Information given Start Marker

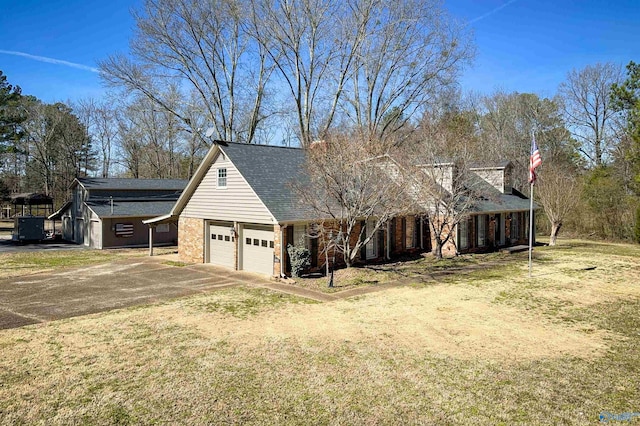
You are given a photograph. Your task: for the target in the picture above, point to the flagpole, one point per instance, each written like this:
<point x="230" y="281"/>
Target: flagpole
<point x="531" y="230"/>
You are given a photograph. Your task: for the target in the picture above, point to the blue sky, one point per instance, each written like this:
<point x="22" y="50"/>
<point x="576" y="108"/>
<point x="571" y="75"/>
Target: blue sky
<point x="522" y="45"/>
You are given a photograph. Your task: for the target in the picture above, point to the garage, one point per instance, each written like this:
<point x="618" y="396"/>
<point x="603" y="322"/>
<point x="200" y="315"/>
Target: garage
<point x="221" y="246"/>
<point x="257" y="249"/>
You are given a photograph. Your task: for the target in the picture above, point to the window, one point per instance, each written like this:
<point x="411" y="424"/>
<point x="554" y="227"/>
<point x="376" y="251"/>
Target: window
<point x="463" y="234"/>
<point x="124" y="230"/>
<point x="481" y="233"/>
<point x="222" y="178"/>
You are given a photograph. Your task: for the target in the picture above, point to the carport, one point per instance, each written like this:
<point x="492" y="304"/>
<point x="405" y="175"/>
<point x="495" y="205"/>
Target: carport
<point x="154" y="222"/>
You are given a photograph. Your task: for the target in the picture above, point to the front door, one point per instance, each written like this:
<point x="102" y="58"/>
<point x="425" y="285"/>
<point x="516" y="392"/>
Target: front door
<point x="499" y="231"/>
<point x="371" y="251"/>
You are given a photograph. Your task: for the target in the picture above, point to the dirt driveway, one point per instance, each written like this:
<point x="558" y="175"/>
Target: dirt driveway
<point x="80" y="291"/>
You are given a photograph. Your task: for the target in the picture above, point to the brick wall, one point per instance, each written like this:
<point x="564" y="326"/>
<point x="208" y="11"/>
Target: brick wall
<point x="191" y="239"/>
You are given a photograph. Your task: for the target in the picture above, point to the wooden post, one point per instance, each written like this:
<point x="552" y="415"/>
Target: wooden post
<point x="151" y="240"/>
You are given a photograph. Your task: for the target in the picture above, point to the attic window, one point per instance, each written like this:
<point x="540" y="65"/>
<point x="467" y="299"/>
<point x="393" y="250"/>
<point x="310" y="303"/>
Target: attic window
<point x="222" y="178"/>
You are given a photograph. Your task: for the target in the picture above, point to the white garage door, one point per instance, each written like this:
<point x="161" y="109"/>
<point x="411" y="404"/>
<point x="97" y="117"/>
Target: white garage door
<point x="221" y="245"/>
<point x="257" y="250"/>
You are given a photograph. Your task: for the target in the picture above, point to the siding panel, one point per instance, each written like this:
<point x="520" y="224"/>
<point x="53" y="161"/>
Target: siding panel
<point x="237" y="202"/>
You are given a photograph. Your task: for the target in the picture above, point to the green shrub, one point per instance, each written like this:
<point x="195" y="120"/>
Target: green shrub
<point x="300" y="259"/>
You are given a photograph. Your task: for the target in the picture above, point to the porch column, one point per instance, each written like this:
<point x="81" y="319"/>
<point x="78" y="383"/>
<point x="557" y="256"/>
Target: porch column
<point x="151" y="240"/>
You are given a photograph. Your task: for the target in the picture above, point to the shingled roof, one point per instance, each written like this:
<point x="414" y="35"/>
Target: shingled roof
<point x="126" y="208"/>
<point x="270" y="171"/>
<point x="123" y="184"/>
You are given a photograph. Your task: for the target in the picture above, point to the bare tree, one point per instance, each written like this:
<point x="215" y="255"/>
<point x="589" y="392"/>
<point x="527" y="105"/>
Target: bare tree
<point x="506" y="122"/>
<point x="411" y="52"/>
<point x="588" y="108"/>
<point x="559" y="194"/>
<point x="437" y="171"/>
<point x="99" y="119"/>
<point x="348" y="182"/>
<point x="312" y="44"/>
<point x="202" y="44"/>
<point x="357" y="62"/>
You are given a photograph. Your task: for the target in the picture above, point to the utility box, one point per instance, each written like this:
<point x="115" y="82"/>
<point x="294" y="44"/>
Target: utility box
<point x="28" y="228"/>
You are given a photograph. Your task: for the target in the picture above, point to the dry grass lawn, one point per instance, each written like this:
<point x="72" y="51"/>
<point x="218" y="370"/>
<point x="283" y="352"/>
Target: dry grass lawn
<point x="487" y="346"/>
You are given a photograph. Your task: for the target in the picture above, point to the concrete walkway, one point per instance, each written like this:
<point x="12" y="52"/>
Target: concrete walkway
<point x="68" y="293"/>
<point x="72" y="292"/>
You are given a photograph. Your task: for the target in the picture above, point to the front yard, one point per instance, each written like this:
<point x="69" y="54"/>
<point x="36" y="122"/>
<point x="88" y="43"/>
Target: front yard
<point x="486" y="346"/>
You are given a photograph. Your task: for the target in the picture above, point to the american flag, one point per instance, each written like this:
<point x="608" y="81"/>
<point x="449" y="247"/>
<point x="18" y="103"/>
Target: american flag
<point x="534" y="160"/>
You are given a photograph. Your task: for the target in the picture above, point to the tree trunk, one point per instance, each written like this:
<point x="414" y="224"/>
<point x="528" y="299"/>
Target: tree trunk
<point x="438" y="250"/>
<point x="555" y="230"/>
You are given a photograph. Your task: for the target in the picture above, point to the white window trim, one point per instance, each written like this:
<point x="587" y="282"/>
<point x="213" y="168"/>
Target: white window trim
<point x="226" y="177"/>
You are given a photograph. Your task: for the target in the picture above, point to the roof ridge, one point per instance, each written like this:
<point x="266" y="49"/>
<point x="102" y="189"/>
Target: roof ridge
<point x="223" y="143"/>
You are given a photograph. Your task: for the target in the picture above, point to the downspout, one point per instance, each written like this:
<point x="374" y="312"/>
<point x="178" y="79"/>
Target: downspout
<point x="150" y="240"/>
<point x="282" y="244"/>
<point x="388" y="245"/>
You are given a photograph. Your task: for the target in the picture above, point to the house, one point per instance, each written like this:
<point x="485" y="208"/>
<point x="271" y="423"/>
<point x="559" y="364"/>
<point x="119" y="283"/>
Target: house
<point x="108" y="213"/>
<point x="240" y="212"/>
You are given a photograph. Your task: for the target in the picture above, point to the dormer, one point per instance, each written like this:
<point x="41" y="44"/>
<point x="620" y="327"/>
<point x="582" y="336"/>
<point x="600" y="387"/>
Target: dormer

Information given End Marker

### What the task asks
Work out how many lines above contain "dormer"; write only the number.

### Answer section
2